| TASK INSTRUCTIONS |
Make an exact copy of the whole listing, but leave its pictures out.
Start of RECORDS TO PROCESS
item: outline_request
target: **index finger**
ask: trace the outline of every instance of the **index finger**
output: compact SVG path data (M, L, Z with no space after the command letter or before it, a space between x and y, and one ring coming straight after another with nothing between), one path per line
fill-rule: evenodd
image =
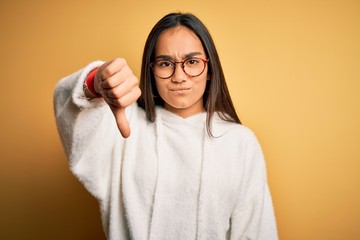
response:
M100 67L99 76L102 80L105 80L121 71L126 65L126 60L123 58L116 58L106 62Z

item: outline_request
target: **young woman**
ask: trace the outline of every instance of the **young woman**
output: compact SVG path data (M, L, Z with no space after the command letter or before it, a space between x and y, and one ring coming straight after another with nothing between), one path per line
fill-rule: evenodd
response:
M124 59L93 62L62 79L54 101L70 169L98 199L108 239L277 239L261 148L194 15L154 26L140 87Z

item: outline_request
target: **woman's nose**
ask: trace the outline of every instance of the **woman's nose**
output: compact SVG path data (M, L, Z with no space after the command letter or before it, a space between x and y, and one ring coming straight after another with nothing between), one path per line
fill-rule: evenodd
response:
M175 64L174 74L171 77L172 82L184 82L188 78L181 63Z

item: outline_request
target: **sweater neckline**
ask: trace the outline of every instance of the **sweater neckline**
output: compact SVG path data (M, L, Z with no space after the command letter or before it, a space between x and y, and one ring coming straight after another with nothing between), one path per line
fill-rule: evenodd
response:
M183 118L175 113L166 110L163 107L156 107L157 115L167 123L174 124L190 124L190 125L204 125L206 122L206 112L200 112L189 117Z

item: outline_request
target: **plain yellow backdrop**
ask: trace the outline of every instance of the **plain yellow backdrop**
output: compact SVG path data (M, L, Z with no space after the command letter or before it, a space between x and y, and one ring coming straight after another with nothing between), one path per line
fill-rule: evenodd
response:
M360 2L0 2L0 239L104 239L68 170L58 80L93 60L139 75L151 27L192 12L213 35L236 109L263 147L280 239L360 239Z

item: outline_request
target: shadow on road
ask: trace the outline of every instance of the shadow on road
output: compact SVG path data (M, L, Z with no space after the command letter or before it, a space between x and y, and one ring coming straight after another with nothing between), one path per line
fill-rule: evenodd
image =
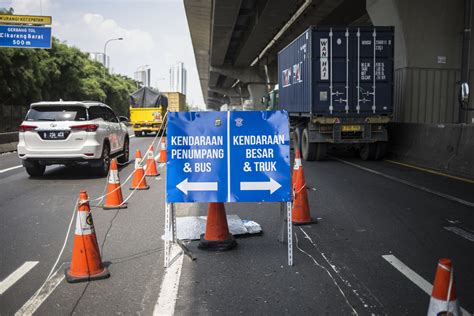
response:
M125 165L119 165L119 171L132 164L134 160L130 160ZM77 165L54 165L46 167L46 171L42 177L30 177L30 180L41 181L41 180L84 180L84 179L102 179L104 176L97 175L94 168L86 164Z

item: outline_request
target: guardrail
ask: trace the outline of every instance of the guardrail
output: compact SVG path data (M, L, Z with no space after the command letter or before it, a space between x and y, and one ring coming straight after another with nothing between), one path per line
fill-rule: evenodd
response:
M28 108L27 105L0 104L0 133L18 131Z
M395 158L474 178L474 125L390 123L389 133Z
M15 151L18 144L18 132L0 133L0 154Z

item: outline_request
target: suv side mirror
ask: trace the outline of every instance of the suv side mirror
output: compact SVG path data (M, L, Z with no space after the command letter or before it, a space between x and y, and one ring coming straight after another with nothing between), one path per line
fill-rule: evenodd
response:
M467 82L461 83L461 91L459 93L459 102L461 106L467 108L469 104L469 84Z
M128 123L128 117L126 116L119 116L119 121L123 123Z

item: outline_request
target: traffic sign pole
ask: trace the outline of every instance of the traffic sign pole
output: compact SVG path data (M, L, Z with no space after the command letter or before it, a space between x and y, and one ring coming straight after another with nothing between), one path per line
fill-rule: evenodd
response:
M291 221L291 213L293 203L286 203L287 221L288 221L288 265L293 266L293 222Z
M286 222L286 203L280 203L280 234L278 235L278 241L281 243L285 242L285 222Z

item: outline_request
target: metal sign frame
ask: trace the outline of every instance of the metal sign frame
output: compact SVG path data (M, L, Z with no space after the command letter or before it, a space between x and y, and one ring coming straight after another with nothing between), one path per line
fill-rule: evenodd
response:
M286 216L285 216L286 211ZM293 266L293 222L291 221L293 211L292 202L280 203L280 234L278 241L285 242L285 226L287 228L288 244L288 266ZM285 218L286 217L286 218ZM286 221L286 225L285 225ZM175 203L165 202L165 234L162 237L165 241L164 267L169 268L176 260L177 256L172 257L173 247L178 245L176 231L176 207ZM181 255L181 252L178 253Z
End of RECORDS TO PROCESS
| EXPECTED ANSWER |
item: outline_request
target: **index finger**
ask: trace the outline of every instance of the **index finger**
output: compact SVG path data (M, L, Z with no space after the command letter or before it, a space between x and y, and one ring coming straight after another with nothing between), one path per line
fill-rule: evenodd
image =
response:
M100 67L99 76L102 80L105 80L121 71L126 65L126 60L123 58L116 58L106 62Z

item: outline_request
target: **young woman**
ask: trace the outline of every instance of the **young woman**
output: compact SVG path data (M, L, Z with no space after the command letter or before it, a space between x and y, and one ring coming straight after another with nothing between), one path per line
fill-rule: evenodd
response:
M124 59L93 62L62 79L54 101L70 169L98 199L108 239L277 239L261 148L194 15L154 26L140 87Z

item: outline_request
target: **woman's nose**
ask: trace the outline of every instance of the **woman's nose**
output: compact SVG path data (M, L, Z with no space after the command letter or before it, a space between x and y, and one ring coming straight after another with nothing between), one path per line
fill-rule: evenodd
response:
M175 64L174 74L171 77L172 82L184 82L188 78L181 63Z

item: outline_request
target: **sweater neckline**
ask: trace the outline of every instance of the **sweater neckline**
output: compact SVG path data (M, L, Z with no space after the command letter or before it, a space between x and y, and one ring coming straight after another with nothing between), one path per line
fill-rule: evenodd
response:
M183 118L175 113L166 110L163 107L156 107L157 115L167 123L174 124L190 124L190 125L204 125L206 122L206 112L200 112L189 117Z

item: outline_request
target: **plain yellow backdrop**
ask: trace the outline of every instance of the **plain yellow backdrop**
output: compact SVG path data (M, L, Z with no space after the command letter or before it, a space between x and y, and one ring coming straight after another with nothing between), one path per line
fill-rule: evenodd
response:
M360 2L0 2L0 239L104 239L68 170L58 80L93 60L139 75L151 27L192 12L213 35L236 109L263 147L280 239L360 239Z

item: outline_request
target: shadow on road
ask: trace the outline of every instance of the shadow on road
output: compact SVG path data (M, L, Z with no space after the command letter or before it, a space between x and y, and one ring coming straight after another with nothing between), one path per line
fill-rule: evenodd
image =
response:
M125 165L119 165L119 171L132 164L134 160L130 160ZM77 165L54 165L46 167L46 171L42 177L30 177L30 180L41 181L41 180L84 180L84 179L102 179L104 176L97 175L94 168L86 164Z

item: outline_request
target: guardrail
ask: trace the outline of every instance of the guardrail
output: compact SVG path data (M, L, Z with no space after the command letter or before it, a space between x and y, and one ring coming straight after another with nothing between), one path per line
fill-rule: evenodd
response:
M28 108L27 105L0 104L0 133L18 131Z
M395 158L474 178L474 125L390 123L389 133Z
M15 151L18 144L18 132L0 133L0 154Z

item: outline_request
target: suv side mirror
ask: trace the outline of every instance of the suv side mirror
output: compact SVG path data (M, L, Z with no space after the command letter or before it, a space between x and y, and one ring coming straight after another with nothing between), one path per line
fill-rule: evenodd
response:
M467 82L461 83L461 91L459 93L459 102L461 106L467 108L469 104L469 84Z
M128 123L128 117L126 116L119 116L119 121L123 123Z

item: outline_request
target: traffic sign pole
ask: trace the outline of every instance of the traffic sign pole
output: compact SVG path data (M, L, Z with no space after the command letter or before it, a space between x and y, and one ring coming straight after another with nothing between), one path per line
fill-rule: evenodd
response:
M291 221L291 213L293 203L286 203L287 221L288 221L288 265L293 266L293 222Z
M286 222L286 203L280 203L280 234L278 235L278 241L281 243L285 242L285 222Z

item: outline_request
target: metal sign frame
ask: trace the outline of every instance of the metal sign frame
output: compact SVG path data (M, L, Z with no space after the command letter or before it, a space between x and y, and one ring coming straight after another with nothing between), one path per line
fill-rule: evenodd
response:
M286 216L285 216L286 211ZM293 266L293 222L291 221L293 211L292 202L280 203L280 234L278 241L285 242L285 226L287 228L288 244L288 266ZM285 218L286 217L286 218ZM286 221L286 225L285 225ZM175 203L165 202L165 234L162 237L165 241L164 267L169 268L176 260L177 256L172 257L173 247L178 245L176 231L176 207ZM181 255L181 252L178 253Z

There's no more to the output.